[Action item]
Search the records below for the string "flag" and report only the number of lines that contain it.

━━ Records for processing ━━

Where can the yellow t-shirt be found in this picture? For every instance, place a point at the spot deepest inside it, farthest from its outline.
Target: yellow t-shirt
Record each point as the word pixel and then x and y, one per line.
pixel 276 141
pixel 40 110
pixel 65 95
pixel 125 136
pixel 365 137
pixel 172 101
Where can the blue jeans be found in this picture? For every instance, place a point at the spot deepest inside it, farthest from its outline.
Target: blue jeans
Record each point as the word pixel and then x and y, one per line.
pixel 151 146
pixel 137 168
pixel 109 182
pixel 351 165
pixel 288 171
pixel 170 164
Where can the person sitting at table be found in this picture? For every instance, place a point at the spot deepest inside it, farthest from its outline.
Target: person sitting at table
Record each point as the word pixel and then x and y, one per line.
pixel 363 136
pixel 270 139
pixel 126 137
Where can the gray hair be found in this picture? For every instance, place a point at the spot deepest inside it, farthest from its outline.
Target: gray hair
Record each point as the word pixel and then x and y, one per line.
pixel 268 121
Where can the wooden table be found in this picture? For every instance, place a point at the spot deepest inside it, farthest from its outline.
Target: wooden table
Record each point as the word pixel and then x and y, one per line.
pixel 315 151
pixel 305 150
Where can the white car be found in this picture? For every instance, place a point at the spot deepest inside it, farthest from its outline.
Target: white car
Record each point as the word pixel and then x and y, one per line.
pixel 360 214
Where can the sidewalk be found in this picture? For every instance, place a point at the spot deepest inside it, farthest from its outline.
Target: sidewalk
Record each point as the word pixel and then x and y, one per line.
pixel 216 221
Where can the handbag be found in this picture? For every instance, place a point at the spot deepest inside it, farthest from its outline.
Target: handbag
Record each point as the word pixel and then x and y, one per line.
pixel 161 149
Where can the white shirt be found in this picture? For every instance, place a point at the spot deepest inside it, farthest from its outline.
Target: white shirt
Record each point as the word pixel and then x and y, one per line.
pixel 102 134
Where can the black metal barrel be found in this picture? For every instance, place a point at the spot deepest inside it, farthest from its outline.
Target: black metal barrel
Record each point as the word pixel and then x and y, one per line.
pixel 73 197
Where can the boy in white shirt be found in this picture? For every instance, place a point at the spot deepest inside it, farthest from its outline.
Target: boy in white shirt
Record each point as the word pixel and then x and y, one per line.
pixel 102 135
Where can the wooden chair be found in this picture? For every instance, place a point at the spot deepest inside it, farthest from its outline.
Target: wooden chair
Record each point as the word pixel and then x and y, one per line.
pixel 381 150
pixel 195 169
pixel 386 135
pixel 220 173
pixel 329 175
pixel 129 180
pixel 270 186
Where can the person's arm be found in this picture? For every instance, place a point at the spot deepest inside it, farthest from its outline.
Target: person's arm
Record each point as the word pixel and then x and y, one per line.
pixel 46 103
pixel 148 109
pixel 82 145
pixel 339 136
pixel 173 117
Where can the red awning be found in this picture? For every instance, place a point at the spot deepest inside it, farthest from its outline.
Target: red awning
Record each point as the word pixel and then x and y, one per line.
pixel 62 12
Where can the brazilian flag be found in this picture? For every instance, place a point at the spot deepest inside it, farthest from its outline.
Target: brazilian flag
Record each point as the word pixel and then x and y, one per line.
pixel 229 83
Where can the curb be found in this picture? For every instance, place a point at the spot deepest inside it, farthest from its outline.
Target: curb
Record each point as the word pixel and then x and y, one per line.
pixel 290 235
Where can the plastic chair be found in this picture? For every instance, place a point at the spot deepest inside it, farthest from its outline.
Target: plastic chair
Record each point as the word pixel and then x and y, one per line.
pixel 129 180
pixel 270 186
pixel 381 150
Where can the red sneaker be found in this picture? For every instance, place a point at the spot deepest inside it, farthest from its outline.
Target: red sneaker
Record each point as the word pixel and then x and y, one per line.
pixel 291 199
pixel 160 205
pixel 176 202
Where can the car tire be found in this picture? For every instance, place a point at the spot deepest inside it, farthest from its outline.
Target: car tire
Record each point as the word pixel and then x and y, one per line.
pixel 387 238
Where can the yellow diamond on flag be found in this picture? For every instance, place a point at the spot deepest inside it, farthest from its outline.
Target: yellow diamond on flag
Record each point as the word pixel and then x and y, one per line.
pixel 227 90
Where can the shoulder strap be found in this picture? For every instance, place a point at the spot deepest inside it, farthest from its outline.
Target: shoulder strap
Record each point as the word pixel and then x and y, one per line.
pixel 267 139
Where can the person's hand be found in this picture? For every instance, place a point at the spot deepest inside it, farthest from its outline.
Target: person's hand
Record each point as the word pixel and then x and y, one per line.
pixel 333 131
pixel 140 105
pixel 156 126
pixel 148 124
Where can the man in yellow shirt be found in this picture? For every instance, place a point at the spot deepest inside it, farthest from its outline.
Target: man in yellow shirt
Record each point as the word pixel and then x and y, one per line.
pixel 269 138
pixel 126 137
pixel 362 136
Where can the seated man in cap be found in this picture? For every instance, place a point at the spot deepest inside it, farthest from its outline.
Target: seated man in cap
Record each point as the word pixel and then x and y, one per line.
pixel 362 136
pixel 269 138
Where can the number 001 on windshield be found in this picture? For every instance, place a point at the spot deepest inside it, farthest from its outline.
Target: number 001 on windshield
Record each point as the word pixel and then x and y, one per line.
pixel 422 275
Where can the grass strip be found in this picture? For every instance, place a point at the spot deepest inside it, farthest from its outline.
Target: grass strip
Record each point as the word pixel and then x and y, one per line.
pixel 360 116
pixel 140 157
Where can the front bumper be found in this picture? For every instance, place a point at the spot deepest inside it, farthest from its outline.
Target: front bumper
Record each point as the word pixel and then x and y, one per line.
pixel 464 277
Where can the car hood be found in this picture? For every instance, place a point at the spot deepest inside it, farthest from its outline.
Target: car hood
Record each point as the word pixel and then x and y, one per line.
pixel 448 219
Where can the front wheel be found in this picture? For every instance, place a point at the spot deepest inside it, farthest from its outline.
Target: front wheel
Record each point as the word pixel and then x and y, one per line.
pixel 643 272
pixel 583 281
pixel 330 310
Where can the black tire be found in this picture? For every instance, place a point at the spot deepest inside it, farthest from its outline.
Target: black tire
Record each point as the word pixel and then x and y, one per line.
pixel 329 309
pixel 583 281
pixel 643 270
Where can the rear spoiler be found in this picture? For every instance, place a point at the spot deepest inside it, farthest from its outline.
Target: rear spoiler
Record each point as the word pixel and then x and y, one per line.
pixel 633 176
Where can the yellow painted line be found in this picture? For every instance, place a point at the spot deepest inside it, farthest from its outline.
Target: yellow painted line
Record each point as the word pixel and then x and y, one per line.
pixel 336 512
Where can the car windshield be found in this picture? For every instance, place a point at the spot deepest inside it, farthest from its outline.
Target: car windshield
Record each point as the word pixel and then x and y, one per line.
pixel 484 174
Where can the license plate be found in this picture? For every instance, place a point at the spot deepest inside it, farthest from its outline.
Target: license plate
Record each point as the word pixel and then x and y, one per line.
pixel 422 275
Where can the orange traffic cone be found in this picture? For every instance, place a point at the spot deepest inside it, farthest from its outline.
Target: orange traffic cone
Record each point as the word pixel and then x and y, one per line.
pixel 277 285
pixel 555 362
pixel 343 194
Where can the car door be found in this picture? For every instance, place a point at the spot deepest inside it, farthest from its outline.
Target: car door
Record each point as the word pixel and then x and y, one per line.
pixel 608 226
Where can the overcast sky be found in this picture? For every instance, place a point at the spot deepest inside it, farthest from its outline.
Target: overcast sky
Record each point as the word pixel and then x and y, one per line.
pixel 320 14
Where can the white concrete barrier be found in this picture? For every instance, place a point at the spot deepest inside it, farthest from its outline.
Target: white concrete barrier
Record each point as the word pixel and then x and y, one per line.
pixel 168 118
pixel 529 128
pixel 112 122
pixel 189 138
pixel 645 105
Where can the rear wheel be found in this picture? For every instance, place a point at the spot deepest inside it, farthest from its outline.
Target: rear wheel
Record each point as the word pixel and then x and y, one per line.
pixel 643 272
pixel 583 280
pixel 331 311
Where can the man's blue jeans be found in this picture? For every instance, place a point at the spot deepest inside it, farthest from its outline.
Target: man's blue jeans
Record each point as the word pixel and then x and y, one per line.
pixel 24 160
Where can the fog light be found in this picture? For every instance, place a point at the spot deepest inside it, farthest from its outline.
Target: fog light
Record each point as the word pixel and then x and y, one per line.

━━━

[Problem solution]
4